> _Task description_
Copy every line of the data below exactly as given, except for the pictures.

Stored data: Begin

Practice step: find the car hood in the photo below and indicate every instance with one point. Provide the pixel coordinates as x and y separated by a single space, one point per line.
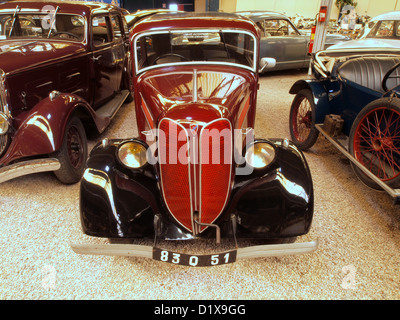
370 43
200 93
19 55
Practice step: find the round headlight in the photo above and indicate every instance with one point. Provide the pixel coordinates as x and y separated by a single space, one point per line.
3 124
260 154
132 154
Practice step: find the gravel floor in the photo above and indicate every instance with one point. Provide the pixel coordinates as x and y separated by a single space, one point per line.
358 231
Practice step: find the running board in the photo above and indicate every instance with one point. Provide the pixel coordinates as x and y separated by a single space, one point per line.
109 109
141 251
394 193
28 167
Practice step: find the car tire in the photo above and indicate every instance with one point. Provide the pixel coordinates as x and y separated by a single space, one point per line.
73 153
374 141
302 120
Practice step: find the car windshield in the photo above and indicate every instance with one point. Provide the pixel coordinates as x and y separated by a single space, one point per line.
62 26
385 29
203 46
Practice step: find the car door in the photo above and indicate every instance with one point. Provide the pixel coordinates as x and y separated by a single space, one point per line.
118 48
280 40
104 61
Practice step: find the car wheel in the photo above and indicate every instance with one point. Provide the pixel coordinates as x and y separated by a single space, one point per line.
375 142
302 120
73 153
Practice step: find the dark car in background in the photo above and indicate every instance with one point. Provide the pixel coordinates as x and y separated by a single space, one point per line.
354 102
138 15
65 69
281 40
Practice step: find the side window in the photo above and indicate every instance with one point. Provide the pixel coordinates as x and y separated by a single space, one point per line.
100 30
277 28
116 27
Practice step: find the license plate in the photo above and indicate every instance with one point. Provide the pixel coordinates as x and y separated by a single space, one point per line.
194 260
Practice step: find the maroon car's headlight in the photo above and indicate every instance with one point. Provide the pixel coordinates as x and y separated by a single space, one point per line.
260 154
132 154
3 124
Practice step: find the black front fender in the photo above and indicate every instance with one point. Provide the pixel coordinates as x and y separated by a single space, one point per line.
277 201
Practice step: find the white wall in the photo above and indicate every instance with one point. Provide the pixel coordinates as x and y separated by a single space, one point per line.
307 8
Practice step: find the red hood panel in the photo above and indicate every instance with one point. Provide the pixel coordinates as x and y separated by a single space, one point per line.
170 92
16 55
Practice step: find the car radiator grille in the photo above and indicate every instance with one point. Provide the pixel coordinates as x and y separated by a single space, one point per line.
197 188
3 109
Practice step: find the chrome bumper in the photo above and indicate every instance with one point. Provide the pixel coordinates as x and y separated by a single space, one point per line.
27 167
141 251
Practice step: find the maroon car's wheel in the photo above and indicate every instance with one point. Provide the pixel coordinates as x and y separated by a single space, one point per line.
375 142
302 120
73 152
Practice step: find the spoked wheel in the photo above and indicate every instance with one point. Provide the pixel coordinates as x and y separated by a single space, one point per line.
73 153
375 142
302 120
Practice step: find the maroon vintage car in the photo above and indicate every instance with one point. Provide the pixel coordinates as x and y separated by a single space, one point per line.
196 171
65 69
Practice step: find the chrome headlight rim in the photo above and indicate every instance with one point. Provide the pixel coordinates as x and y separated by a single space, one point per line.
269 159
132 158
4 124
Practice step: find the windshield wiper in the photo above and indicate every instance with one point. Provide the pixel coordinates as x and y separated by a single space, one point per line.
223 40
53 21
18 8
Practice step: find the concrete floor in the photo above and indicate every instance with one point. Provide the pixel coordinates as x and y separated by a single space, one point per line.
358 231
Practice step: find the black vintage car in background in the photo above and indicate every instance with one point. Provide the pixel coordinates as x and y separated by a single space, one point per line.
65 69
281 40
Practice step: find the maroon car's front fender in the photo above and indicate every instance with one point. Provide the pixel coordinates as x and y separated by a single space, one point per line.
42 130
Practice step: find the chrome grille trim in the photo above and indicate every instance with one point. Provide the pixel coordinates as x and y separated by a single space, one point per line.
4 109
189 174
200 175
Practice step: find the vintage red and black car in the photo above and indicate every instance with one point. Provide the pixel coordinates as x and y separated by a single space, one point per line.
65 69
196 170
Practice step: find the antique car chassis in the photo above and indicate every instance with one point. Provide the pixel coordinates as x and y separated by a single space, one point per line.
331 79
195 87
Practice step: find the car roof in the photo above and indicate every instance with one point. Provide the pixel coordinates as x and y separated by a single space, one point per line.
260 14
70 6
187 20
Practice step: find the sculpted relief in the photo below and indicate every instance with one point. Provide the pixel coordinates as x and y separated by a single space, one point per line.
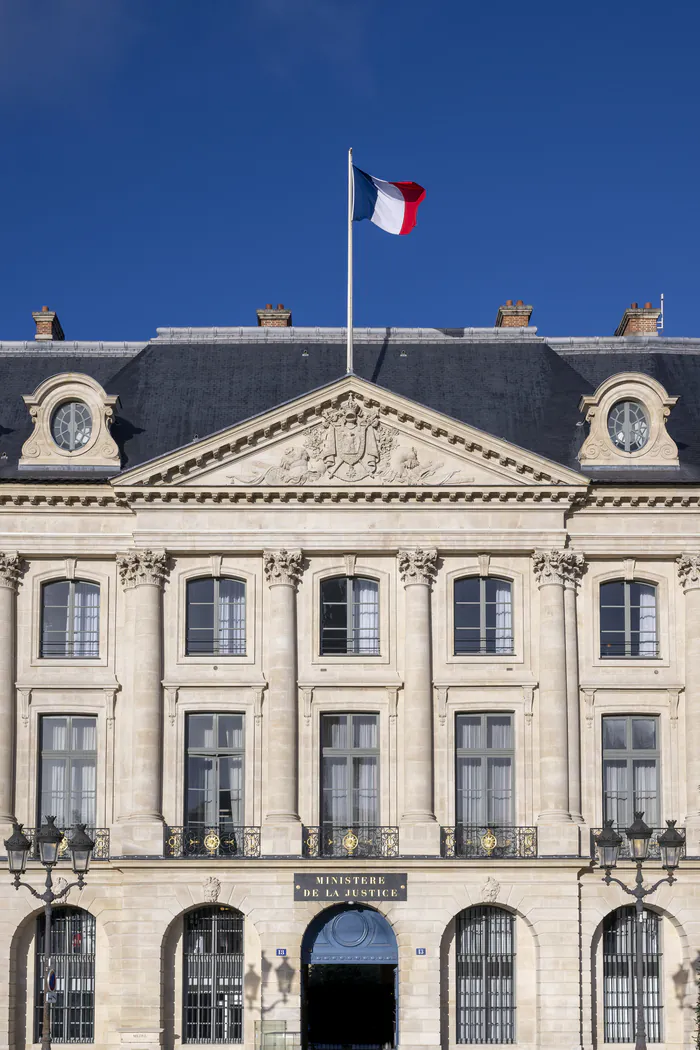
351 444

Stored data: End

> _Problem solution_
Practice step: find the car hood in the photo below and indicate every instance with one point. Provide the pixel coordinates as x and y separated by a single space, one point per line.
370 43
200 93
19 55
Practice step: find the round headlight in the photo above and indicate every instance with one point. Provide the pixel coordinates as x and y separated by a single space, one point per line.
3 124
260 154
132 154
Practice step: find the gravel floor in the photo above and indicate every instance with one point. Provide the pixel coordinates as x and y separated by a single space, one point per line.
358 231
Practice step: find the running board in the photo above and indicate every instance with one point. Provide the pixel coordinates as x and y separated by a single space, one point per line.
109 109
141 251
394 193
28 167
Practice step: find the car tire in the photo above and indicate every instance with one point. Provide the pixel coordinates as x and y separated by a single space, one point per line.
73 153
374 141
302 120
Practice step: find the car windshield in the photo above and indicate every instance with one point. Provide the pixel coordinates as x and y separated by a single space, one point per line.
62 26
385 29
203 46
Practice step: find the car door in the photo above and indicate every instance with one point. Provide the pixel coordinates as x and y separated by a single space, one point per line.
118 48
280 40
104 61
Practice step: find the car wheel in the photo above and indicate every instance with one point. Provide the pixel coordinates as x and y separated by a single space, one point per line.
375 142
302 120
73 153
Practice step: find the dark car in background in the photo above and indicate every instance with one point. Provide the pixel coordinates as x and y separated by a single space, one point per line.
354 102
138 15
65 69
281 40
Practice step: find the side window in the photo above and indicate every instance with one point. Provide the pixel coordinates as x and y separated by a single space, one point per line.
100 30
277 28
116 27
Practice step: find the license plate in the photo above and indicate every instance with one point. Provide the pixel coordinates as x and y separated by a single space, one point per line.
194 260
Practice step: find the maroon car's headlight in the photo above and indicate every instance with one point. Provide the pixel coordinates as x and y separated by a single space, one point per line.
260 154
132 154
3 124
Practice step: find the black front fender in the photo above and indicate every instance with one point. Provide the pixel coordinates as x and y separated by a single space, one point per line.
277 201
Practice step: find the white wall in the photo above and indicate every instance with one point. Provide the pixel coordinates as x and y separated by a single space, one point per line.
307 8
Practice step: find the red hood panel in the photo above and indicate every instance with one point. Provide the pixel coordinates as x and y separated by a single space, one point per line.
170 92
16 55
Practice step: find the car radiator grille in the photo above and indicate every instance with one point. Provide the pixel coordinates as x and y separated by a single space, one point per line.
197 188
3 109
Practice step: find the chrome bumper in the photo above and indicate every instance with one point. Provide the pixel coordinates as x and y separated by a single space, one point per line.
27 167
141 251
Practice step: find the maroon car's wheel in the photo above and indicate every instance with one point. Provide the pixel coordinates as x and y separated by a single space, one point per line.
375 142
302 120
73 152
Practice step: find the spoked wheel in the photo above and indicate every instance with one point. Provide the pixel coordinates as x and y separated by a single space, one point per line.
73 153
375 142
302 120
Practice step: find the maroon vintage car in the photo above and indicate every instance with one point. Provide the pixel coordinates as x and y separated by a single space, one point per line.
196 171
65 69
Practice step: find the chrome headlight rim in the photo above and indicate every instance with one point. Provide the pixel coordinates as x and y separated by a single space, one point per line.
269 159
132 158
4 124
Practice step: find the windshield wiper in the photo above and indicate every instance with one point. Provide the pixel coordinates as x and y separated by a single space, one point per line.
223 40
53 21
18 8
Practice step: find the concrete floor in the photo above and indicate every instance with one point. Provide the pixel coordinates as x and y separated by a single space, one point per line.
358 231
Practice step: find the black vintage car in background in the photo above and indicate every instance with one point. Provide the pixel coordinates as x and y separated by a single space, one point per line.
65 69
281 40
Practice step: find the maroon car's front fender in the photo above and indicate every instance with one point. Provide the pixel coordinates as x and y separated by a single space, one point per line.
42 130
Practice step: find the chrome grille trim in the photo above and indicate every instance with one point. Provide the pixel coordinates as x and y separated by a single space, one point per line.
4 109
189 174
200 175
Practice step: find the vintage red and black car in the photo above and indicate every instance with one point. Provide the pixel coordinates as x and y separated by a single space, one point per line.
65 69
196 170
Practice step: find the antique car chassis in the photo above and indicate every instance with one point. Provide the pixel coordinates as x and y separated by a single space, one point per line.
331 79
195 87
Practice step: find the car roof in the photo above and indicate every instance with one point. Provide the pixel coordinates as x and y separated by a single space, one point per line.
260 14
70 6
187 20
Practice step: find the sculpted relief in the photo below and indicate every instance with one point. Provide the pixel coordinates as x and y separated by a single space, one point per line.
351 444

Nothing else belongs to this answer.